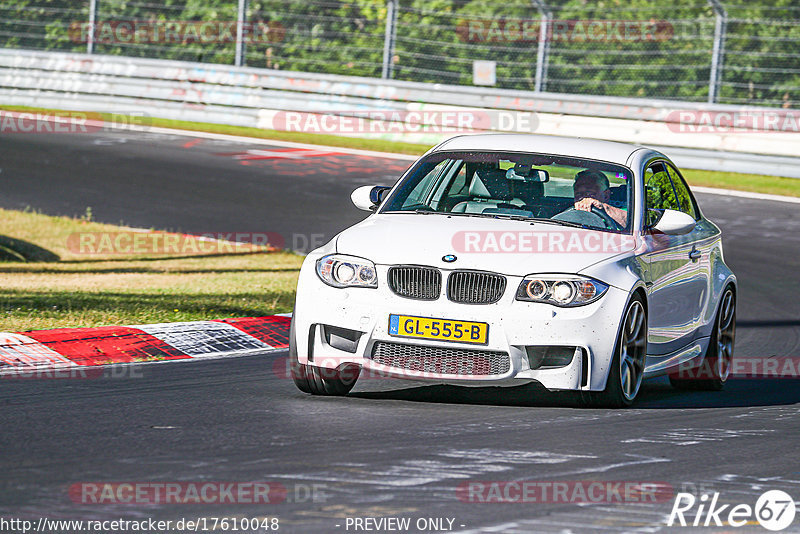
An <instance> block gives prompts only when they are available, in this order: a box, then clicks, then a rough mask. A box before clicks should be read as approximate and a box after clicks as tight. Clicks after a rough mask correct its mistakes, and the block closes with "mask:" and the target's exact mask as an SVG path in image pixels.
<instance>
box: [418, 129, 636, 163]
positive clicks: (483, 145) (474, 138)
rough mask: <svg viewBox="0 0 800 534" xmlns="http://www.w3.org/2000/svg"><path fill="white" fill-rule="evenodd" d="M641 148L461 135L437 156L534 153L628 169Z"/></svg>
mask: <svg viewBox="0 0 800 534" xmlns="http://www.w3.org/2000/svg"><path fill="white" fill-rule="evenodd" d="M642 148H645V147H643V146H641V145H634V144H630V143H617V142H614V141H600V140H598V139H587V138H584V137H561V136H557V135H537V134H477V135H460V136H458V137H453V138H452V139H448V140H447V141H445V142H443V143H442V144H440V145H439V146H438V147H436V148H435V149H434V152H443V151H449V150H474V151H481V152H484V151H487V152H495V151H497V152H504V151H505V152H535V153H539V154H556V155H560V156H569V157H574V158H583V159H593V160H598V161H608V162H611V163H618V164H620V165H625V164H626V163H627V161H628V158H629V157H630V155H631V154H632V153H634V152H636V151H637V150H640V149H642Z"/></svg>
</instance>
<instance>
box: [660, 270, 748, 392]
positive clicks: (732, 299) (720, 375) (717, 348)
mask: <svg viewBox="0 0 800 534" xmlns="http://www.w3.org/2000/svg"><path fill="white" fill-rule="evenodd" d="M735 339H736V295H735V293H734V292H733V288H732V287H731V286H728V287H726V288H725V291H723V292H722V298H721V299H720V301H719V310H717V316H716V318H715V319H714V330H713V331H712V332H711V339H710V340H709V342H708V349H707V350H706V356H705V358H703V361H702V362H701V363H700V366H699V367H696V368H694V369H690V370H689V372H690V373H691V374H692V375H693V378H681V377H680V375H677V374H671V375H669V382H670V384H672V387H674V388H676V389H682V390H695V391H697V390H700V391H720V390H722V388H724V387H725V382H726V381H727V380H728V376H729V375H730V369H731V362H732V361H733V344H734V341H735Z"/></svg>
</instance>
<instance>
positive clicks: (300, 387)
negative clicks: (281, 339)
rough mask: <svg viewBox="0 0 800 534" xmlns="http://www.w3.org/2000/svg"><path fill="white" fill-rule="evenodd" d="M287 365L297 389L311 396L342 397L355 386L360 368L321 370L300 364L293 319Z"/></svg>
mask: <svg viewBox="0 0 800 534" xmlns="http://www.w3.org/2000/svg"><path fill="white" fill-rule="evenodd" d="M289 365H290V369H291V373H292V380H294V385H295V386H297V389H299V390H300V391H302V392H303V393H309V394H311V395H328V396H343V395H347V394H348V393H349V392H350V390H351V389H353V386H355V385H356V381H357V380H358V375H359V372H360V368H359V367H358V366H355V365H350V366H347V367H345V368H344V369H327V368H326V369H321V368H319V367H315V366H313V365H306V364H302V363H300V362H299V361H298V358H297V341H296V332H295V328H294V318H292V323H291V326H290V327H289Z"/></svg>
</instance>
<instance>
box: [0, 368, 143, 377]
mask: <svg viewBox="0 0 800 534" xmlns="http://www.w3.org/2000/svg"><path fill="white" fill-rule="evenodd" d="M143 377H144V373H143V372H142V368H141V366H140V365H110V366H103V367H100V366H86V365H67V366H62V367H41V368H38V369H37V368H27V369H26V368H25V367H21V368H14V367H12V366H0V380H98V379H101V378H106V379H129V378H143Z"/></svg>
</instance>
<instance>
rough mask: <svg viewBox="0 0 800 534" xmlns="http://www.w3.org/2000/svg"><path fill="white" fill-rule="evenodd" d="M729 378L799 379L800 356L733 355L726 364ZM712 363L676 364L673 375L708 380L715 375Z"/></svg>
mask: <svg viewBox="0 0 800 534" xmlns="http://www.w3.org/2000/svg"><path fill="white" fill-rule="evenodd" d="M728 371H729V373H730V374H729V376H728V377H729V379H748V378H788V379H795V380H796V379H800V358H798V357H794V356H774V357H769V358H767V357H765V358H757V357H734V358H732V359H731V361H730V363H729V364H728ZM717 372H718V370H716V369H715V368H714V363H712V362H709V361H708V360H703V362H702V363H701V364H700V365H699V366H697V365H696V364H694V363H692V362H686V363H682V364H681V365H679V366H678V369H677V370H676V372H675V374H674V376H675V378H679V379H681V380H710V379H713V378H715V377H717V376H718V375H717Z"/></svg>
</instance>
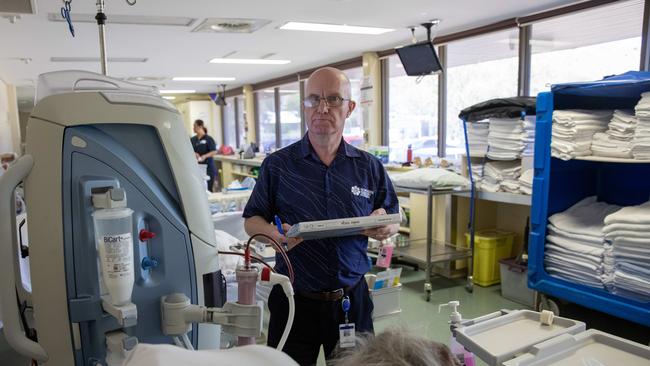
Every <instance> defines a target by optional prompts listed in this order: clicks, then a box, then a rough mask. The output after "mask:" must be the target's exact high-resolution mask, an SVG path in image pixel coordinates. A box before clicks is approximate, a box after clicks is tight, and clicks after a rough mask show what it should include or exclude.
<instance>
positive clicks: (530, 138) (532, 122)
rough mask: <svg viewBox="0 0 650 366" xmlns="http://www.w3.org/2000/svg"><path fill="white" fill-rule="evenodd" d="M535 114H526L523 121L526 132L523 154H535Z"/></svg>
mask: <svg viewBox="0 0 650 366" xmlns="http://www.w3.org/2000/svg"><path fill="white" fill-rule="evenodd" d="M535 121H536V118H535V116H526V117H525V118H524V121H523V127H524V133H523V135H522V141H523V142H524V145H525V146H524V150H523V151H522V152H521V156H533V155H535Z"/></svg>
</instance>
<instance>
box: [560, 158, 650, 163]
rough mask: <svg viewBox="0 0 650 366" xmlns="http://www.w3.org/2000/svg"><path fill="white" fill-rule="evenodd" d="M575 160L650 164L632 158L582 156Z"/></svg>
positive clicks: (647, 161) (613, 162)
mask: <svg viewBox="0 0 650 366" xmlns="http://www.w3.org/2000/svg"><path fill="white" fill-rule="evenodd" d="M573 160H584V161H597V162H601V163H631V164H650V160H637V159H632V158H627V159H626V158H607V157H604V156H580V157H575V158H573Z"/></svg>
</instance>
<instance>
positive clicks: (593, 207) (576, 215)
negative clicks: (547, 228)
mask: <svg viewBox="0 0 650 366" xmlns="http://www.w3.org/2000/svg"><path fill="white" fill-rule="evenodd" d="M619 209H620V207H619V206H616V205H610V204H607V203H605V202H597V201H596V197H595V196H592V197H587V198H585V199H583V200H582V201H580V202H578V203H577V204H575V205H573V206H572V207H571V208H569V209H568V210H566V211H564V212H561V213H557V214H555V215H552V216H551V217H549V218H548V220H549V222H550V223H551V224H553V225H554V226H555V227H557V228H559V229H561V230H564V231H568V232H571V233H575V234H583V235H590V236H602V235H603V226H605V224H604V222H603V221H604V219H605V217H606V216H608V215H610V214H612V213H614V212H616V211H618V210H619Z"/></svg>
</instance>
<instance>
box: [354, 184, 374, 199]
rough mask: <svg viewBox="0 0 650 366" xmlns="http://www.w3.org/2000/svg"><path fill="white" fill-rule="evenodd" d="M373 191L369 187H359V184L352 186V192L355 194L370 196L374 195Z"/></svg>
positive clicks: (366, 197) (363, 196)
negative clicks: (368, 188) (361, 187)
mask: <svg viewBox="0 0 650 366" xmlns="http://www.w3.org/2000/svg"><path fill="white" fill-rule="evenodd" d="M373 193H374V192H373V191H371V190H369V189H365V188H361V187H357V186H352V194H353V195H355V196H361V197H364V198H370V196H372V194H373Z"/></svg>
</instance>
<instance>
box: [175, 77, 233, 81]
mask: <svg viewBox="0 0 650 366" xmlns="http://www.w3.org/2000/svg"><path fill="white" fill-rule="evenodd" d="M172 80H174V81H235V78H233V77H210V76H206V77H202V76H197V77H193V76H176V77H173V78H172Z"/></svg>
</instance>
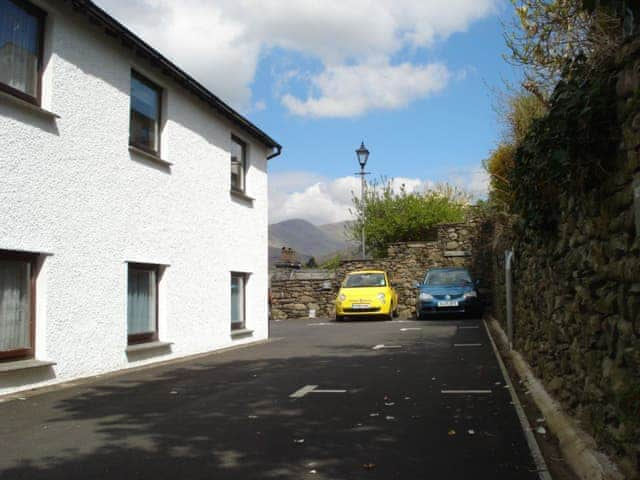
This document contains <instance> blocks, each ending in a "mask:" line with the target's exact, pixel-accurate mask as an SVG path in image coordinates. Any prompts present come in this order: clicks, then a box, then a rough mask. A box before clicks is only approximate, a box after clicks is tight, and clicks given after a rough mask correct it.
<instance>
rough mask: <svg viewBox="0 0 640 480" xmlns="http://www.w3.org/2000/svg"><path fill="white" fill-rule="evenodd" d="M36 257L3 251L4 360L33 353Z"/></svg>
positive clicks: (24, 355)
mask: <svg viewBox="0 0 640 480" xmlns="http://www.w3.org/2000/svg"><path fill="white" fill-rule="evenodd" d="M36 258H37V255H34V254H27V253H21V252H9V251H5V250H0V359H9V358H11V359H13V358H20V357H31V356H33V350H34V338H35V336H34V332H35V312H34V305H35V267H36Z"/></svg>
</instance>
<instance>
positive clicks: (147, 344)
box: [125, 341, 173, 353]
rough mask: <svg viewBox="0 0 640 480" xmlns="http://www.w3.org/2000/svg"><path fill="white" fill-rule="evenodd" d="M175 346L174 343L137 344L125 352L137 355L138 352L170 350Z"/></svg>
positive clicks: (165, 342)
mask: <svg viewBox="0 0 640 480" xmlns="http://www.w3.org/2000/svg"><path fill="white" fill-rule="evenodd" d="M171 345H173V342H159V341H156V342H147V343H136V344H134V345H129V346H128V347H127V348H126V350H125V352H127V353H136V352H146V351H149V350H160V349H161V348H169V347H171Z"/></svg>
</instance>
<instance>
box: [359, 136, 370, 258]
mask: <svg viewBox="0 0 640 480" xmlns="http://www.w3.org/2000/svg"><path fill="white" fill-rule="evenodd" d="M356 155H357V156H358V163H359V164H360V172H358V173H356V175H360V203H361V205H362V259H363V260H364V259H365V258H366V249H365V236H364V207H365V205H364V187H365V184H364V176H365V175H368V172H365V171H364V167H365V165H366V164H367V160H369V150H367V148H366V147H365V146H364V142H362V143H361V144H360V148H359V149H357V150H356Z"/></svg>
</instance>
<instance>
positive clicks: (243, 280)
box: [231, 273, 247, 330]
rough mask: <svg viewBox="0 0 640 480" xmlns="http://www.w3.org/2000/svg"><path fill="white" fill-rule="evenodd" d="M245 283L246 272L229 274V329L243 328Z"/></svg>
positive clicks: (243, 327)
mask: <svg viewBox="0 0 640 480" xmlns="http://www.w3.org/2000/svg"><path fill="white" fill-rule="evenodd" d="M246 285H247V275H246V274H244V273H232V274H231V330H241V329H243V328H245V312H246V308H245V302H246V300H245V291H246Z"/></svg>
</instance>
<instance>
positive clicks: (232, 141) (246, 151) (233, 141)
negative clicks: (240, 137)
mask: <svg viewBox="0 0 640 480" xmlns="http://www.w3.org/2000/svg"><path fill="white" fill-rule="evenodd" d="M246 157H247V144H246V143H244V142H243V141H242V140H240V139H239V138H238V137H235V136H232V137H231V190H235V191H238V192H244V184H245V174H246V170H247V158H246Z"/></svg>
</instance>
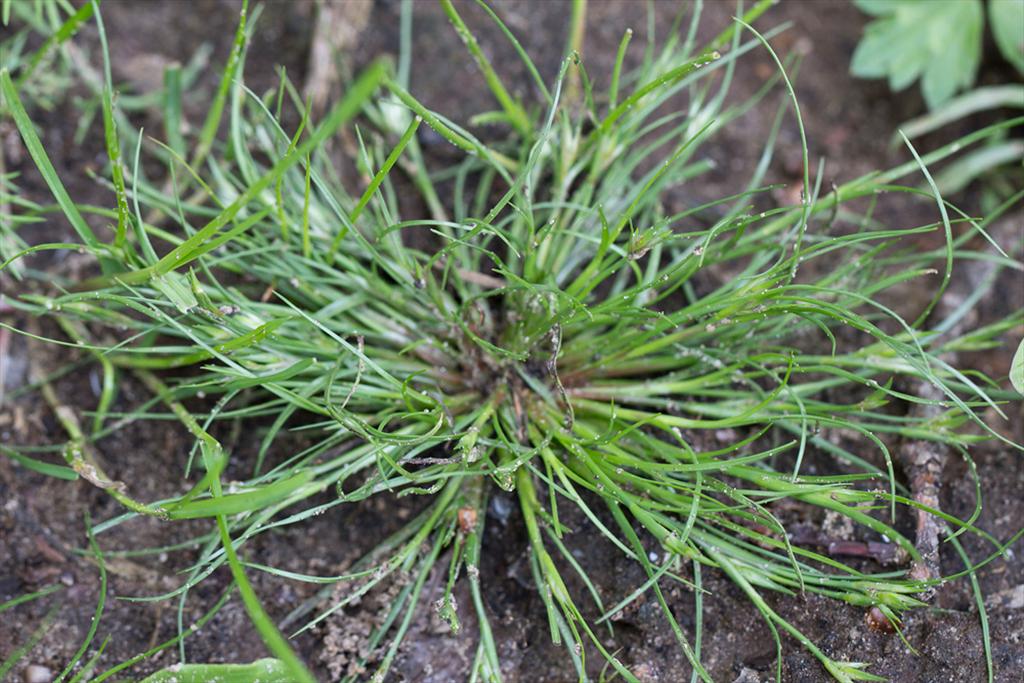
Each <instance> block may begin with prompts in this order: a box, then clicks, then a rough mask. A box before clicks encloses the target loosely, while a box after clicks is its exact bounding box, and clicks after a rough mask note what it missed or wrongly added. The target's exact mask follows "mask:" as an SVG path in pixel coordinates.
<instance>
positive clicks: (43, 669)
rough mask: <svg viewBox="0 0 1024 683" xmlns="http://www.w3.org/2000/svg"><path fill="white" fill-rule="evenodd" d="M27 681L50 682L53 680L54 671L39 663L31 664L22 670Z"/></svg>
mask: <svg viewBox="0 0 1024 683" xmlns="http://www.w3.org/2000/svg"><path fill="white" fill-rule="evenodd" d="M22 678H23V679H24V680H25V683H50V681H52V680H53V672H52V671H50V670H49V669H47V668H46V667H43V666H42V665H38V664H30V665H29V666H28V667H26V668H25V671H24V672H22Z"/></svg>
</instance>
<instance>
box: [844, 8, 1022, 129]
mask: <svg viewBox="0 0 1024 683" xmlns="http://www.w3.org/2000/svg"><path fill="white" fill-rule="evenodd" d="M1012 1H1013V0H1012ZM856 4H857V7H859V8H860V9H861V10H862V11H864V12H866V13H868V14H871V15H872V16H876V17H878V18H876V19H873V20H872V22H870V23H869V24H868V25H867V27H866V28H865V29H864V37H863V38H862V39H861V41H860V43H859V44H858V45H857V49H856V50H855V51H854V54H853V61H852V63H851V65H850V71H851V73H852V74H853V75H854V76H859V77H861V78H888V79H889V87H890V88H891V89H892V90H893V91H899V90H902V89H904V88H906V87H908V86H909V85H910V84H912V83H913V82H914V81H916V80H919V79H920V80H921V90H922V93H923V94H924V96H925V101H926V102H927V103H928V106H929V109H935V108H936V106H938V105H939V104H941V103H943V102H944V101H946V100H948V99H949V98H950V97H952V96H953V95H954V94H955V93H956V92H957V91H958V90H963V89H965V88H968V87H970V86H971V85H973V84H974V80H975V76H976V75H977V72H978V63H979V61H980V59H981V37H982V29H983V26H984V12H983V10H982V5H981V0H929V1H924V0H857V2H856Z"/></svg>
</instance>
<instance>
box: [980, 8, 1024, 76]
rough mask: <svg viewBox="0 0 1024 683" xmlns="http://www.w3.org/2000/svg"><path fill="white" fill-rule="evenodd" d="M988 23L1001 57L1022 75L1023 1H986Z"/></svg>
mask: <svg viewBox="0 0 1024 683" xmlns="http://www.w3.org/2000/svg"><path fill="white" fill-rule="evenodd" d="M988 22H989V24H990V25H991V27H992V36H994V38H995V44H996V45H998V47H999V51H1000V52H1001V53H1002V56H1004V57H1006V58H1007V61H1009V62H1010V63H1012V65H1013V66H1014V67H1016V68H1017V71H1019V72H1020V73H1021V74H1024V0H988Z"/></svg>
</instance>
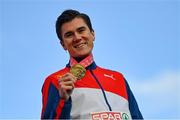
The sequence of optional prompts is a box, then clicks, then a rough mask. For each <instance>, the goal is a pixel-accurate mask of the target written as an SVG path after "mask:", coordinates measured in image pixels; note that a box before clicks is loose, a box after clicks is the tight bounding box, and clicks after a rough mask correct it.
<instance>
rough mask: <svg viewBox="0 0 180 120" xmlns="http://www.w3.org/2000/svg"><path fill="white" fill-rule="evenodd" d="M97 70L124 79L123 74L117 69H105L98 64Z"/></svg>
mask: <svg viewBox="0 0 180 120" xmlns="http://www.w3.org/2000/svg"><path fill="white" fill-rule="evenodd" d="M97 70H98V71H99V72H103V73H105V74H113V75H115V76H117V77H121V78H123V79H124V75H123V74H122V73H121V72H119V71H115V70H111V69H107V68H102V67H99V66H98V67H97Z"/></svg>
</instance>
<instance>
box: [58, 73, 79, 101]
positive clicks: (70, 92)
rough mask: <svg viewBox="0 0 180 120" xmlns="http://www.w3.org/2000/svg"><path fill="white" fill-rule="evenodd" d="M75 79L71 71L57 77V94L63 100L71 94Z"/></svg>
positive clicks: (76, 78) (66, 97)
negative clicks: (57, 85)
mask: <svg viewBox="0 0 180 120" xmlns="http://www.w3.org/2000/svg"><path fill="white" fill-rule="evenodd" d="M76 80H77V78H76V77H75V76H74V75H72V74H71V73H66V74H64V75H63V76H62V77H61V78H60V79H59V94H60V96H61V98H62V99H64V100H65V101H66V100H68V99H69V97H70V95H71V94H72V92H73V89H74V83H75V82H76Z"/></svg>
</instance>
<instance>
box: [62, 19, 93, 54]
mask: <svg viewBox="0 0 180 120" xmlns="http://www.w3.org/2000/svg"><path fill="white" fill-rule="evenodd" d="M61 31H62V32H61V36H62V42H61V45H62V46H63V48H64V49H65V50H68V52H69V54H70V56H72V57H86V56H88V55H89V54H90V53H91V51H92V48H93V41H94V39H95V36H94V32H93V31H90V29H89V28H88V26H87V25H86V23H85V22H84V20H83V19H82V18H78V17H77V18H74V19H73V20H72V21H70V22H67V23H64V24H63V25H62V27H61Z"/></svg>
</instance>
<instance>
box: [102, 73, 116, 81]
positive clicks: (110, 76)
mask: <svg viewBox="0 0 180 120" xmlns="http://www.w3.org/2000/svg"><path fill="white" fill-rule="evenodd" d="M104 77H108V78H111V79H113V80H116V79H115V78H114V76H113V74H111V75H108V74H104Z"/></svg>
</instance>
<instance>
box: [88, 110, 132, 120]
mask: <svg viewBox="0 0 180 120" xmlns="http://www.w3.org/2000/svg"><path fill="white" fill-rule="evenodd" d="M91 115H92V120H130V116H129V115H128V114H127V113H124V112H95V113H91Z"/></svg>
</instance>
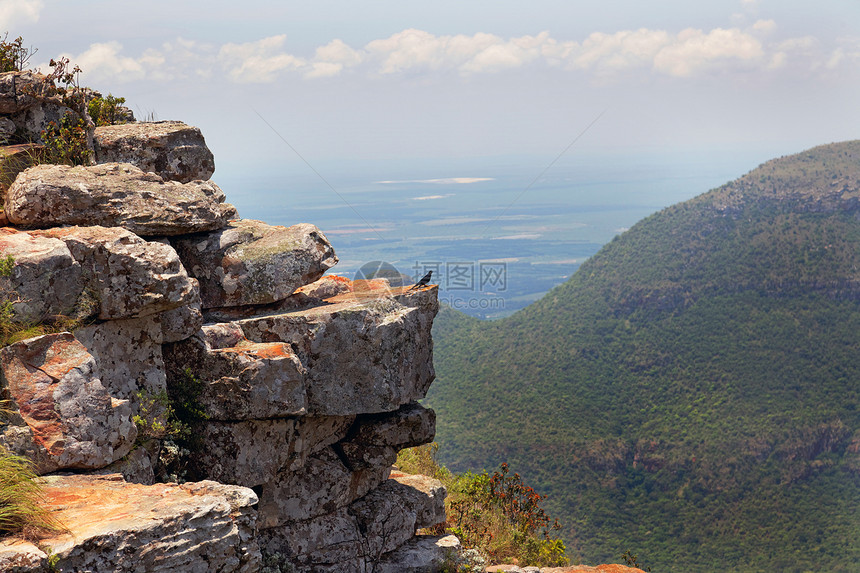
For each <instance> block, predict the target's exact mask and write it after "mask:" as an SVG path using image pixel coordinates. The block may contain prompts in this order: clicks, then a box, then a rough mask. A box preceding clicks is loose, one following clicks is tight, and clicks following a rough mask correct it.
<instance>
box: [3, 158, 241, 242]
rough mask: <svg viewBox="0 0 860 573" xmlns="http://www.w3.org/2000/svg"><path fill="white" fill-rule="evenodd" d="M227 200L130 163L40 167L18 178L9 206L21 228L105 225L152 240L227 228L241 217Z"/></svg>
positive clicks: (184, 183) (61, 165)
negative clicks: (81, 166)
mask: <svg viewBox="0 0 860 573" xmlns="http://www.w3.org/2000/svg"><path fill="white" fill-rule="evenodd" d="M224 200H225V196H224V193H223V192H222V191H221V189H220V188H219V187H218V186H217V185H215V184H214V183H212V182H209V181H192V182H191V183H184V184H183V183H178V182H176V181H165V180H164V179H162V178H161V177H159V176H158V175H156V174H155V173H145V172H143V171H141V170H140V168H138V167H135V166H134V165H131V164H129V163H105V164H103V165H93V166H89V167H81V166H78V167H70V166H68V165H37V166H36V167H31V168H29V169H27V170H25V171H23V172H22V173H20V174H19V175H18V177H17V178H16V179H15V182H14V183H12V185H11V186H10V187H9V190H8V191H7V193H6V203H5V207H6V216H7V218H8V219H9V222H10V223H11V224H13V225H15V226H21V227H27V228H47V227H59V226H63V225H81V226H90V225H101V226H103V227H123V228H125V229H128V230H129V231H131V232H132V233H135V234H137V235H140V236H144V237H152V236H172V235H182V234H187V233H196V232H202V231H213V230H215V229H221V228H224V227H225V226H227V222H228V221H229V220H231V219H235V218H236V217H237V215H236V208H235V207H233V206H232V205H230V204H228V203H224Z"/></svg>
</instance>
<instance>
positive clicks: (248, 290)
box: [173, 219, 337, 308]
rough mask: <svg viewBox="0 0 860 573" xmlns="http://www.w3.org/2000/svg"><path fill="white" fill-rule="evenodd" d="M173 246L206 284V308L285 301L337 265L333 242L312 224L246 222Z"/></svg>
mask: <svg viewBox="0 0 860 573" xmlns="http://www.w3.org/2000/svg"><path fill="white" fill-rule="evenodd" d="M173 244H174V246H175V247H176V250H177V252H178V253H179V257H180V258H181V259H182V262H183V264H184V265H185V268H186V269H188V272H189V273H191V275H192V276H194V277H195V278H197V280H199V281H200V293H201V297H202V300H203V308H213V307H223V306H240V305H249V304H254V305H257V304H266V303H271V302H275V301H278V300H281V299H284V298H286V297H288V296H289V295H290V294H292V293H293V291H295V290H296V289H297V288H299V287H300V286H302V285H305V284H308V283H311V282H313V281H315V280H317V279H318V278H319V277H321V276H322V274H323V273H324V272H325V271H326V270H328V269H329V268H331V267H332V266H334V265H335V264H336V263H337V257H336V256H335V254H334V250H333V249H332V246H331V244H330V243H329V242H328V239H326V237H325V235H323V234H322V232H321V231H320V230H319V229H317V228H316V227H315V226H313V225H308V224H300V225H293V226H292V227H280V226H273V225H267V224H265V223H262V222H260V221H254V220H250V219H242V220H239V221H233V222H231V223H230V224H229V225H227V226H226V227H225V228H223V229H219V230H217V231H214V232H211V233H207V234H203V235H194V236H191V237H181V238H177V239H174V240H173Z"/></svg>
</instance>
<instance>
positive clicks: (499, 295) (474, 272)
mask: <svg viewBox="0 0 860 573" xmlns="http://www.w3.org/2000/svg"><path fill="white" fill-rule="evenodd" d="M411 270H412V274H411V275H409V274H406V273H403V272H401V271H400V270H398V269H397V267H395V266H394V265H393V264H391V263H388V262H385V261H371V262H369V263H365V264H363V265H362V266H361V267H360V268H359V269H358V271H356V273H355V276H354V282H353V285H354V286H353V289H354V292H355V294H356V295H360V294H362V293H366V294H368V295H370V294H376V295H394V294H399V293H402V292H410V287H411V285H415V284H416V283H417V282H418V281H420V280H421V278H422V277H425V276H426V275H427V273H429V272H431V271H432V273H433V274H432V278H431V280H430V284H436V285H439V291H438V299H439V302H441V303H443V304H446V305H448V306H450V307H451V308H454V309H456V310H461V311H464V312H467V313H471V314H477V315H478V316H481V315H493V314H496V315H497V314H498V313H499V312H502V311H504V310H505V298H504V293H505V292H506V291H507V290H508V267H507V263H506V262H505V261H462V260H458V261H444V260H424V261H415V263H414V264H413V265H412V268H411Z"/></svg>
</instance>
----
▶ _Travail demandé_
Indiquez uniquement le nombre de lignes ci-dessus qui contiennent la chaîne « bounding ».

▶ _Réponse_
2